_INFORMATION PROVIDED_
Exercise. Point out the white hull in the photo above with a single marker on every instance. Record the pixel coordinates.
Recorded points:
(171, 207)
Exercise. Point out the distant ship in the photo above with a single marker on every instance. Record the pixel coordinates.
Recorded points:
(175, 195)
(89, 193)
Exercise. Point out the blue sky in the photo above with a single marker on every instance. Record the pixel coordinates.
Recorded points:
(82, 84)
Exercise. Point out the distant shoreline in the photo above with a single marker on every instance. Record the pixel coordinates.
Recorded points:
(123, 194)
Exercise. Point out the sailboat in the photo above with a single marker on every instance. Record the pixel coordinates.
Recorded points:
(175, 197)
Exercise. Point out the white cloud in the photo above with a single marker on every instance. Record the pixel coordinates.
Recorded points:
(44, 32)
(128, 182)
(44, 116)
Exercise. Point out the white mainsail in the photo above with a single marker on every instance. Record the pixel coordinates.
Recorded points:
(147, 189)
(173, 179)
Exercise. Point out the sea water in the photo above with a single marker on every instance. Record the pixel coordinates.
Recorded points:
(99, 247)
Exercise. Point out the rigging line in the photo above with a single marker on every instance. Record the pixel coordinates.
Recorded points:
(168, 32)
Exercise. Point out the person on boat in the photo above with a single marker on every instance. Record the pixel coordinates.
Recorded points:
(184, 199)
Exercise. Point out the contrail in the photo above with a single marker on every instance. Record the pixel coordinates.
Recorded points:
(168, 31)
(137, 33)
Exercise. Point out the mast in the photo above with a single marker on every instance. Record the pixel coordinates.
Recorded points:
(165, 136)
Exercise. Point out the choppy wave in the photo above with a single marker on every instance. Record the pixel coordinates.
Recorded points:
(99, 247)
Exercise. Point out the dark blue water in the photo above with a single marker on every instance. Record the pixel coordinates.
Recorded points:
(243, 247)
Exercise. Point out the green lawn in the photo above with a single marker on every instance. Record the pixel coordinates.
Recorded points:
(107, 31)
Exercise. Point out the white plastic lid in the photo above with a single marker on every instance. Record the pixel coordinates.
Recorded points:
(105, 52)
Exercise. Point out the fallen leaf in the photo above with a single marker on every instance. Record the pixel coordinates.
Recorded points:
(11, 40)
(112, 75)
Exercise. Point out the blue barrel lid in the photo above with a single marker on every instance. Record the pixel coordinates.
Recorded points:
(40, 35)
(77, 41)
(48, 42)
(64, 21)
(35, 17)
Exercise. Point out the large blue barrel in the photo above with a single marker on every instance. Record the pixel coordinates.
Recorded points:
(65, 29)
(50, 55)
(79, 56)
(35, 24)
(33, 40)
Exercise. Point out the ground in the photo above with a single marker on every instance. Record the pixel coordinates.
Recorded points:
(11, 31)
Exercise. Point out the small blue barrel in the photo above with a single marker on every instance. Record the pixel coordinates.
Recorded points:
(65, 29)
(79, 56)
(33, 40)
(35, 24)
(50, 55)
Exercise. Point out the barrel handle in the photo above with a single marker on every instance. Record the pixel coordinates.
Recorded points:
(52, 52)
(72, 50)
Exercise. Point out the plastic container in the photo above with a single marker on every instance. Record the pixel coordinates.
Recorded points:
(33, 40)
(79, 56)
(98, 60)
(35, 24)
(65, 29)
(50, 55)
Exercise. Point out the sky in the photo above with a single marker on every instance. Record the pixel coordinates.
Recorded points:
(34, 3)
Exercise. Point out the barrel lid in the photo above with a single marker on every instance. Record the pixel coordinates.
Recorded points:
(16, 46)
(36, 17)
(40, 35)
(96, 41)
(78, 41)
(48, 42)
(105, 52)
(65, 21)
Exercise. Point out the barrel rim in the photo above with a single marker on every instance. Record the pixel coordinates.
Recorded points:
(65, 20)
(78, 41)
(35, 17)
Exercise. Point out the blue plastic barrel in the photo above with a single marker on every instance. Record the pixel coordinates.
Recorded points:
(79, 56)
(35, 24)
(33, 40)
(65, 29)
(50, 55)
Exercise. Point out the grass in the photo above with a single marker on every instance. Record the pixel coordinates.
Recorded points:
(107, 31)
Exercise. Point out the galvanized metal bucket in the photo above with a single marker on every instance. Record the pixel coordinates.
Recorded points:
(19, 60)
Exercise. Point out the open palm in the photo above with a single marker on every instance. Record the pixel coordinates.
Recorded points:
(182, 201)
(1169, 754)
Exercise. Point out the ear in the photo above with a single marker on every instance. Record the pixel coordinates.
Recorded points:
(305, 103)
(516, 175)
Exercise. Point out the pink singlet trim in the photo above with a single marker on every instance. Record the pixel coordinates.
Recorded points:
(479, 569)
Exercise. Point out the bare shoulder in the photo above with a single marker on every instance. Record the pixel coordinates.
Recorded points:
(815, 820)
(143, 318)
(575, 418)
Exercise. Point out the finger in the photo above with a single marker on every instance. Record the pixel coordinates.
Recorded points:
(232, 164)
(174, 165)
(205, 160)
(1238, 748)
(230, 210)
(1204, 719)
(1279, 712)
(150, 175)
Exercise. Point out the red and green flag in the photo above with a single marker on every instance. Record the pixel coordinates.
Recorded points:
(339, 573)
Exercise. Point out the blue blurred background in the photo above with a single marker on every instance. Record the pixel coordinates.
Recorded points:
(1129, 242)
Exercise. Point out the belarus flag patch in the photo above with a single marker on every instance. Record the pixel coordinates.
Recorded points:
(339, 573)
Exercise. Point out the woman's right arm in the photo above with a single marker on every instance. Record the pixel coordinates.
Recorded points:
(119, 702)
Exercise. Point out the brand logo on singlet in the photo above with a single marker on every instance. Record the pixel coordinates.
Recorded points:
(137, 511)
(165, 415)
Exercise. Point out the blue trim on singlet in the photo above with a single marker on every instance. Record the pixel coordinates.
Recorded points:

_EXERCISE DIRECTIONS_
All of the material above is to be retyped word for word.

_ANSWER TO THIS EXERCISE_
Exercise. Point out the white hull in the photo above with a single marker on every instance. Record the pixel coordinates.
Recorded points:
(171, 207)
Exercise. Point out the distant ship in the photo above with a single marker on every instance. Record the pixel coordinates.
Recorded points:
(175, 195)
(89, 193)
Exercise. Point out the blue sky in the photo above with a single marker on every instance. Record the pixel coordinates.
Recorded points:
(82, 84)
Exercise. Point out the distant shoreline in the photo above with a single marker on every instance. Record the pixel coordinates.
Recorded points:
(123, 194)
Exercise. Point out the sailboat in the photo above with a single marker on every instance. Record the pixel coordinates.
Recorded points:
(175, 197)
Exercise. Point out the white cloud in the photo above with a single marker on every instance. Record the pixel coordinates.
Recorded points:
(44, 32)
(128, 182)
(44, 116)
Exercise. Point out the white mainsail in the photo above with a single marker on every instance. Record the pixel coordinates.
Recorded points:
(147, 189)
(173, 179)
Exercise. Point out the sea water in the photo above with a single marker on every instance. Record the pixel coordinates.
Recorded points:
(99, 247)
Exercise. Point out the rigging line in the photo above with a single marker on every instance. Record the pixel coordinates.
Recorded points:
(168, 32)
Exercise. Point out the person on boat in the photo above with a single marker on every instance. Record the pixel coordinates.
Recorded points:
(184, 199)
Exercise. Point out the contrail in the photo above with a single marker on every instance. Record the pixel coordinates.
Recorded points:
(168, 31)
(137, 33)
Exercise. Point out the mast in the photo above with a single marker on every instance. Record the pixel coordinates.
Recorded points:
(165, 136)
Exercise. Point out the choppy wave in the photo above with a single marker on every instance. Record the pixel coordinates.
Recorded points:
(99, 247)
Exercise. Point out the dark blue water in the photo above with a single marker on every instance. Record the pixel coordinates.
Recorded points:
(243, 247)
Exercise. Point out the green lawn in the photo above with a single marker on every instance. Record the pixel coordinates.
Recorded points:
(107, 31)
Exercise. Point out the white plastic lid in the photo above with a single marker on every instance. Record the pixel coordinates.
Recorded points:
(105, 52)
Exercise. Point out the fallen leaf in the photo above with a single marker on every instance. Record the pixel coordinates.
Recorded points:
(11, 40)
(112, 75)
Exercise. Point out the blue barrel lid in the photo above with a single marker on every instance. Record the pixel coordinates.
Recorded points:
(40, 35)
(77, 41)
(48, 42)
(64, 21)
(35, 17)
Exercise. Point out the large blue barrel in the photo above with a single marker on every instance. Record the pixel coordinates.
Recorded points:
(65, 29)
(50, 55)
(79, 56)
(35, 24)
(33, 40)
Exercise. Point out the ground in the photo above with a single marker on every instance. Record the pixel coordinates.
Recorded points:
(11, 31)
Exercise. Point out the small blue barrel in the photo above with a single marker on every instance. Record the pixel coordinates.
Recorded points:
(65, 29)
(79, 56)
(33, 40)
(35, 24)
(50, 55)
Exercise. Point out the barrel handle in the photo above with a single marker on every instance. Record the pixel coordinates.
Recorded points:
(52, 52)
(72, 50)
Exercise. Point out the plastic container in the photo above with a single marker on every instance. Record the pixel coordinates.
Recorded points:
(33, 40)
(79, 56)
(98, 60)
(35, 24)
(65, 29)
(50, 55)
Exercise. Point out the sky in the photo above with a single marker on every instance. Record the pixel coordinates.
Recorded points:
(34, 3)
Exercise. Point out the barrel lid in the photo above with a single marker on every instance. Record the pixel coordinates.
Recorded points:
(16, 46)
(36, 17)
(40, 35)
(96, 41)
(78, 41)
(48, 42)
(105, 52)
(65, 21)
Exercise. Point out the barrel rim in the photo above with a single marker on every instance. Record the pixel coordinates.
Recorded points:
(65, 20)
(78, 41)
(35, 17)
Exercise. Point out the blue plastic barrel in the photo above with a single marker on every instance. Record the pixel coordinates.
Recorded points:
(79, 56)
(35, 24)
(33, 40)
(65, 29)
(50, 55)
Exercise. Point out the grass in the photo above with a single marker on every instance. Record the pixel coordinates.
Recorded points:
(107, 31)
Exercise. Point out the galvanized metal bucket in the photo above with a single marker on every instance. Record the pixel coordinates.
Recorded points:
(19, 60)
Exercise. Point out the open palm in the photo above with a single marker on every instance. Record the pixel coordinates.
Recorded points:
(182, 201)
(1169, 754)
Exercise. Point out the ear in the photo above with a single marker on every instance. Record the pixel coordinates.
Recorded points:
(305, 103)
(516, 175)
Exercise. Point out the pink singlet trim in the photo above with a single marker on every instance. Record the pixel coordinates.
Recorded points:
(479, 569)
Exercise. Point out the bare shoulder in the photo above with a single marker on every instance. Record the pixel coordinates.
Recorded points:
(815, 820)
(143, 318)
(575, 418)
Exercise. Point out the finger in the photo above with a single marker on every instance. Record the pixel coordinates.
Recorded points:
(232, 164)
(174, 165)
(205, 160)
(1238, 748)
(230, 210)
(1204, 719)
(1279, 712)
(150, 175)
Exercise. Point out the red and green flag in the photo above with a single marker on every instance. Record the pixel coordinates.
Recorded points:
(339, 573)
Exercise. Point out the blue blurred background in the photo above with a single marker on every instance. Record the pixel coordinates.
Recorded points:
(1129, 242)
Exercise. Point out the belarus flag patch in the photo above with a single marker on every instance. Record the pixel coordinates.
Recorded points:
(339, 573)
Exercise. Point out the woman's right arm in the photo above with a single marker on every instance. Record the pixel coordinates.
Recorded points:
(119, 702)
Exercise. Point out the brand logo on singlet in the photo above with a single marker on every instance. Record the pixel coordinates.
Recorded points:
(137, 511)
(165, 415)
Exercise. Point out the blue trim on singlet in the photo above with a single marker on every instance. Record the pixel coordinates.
Recorded points:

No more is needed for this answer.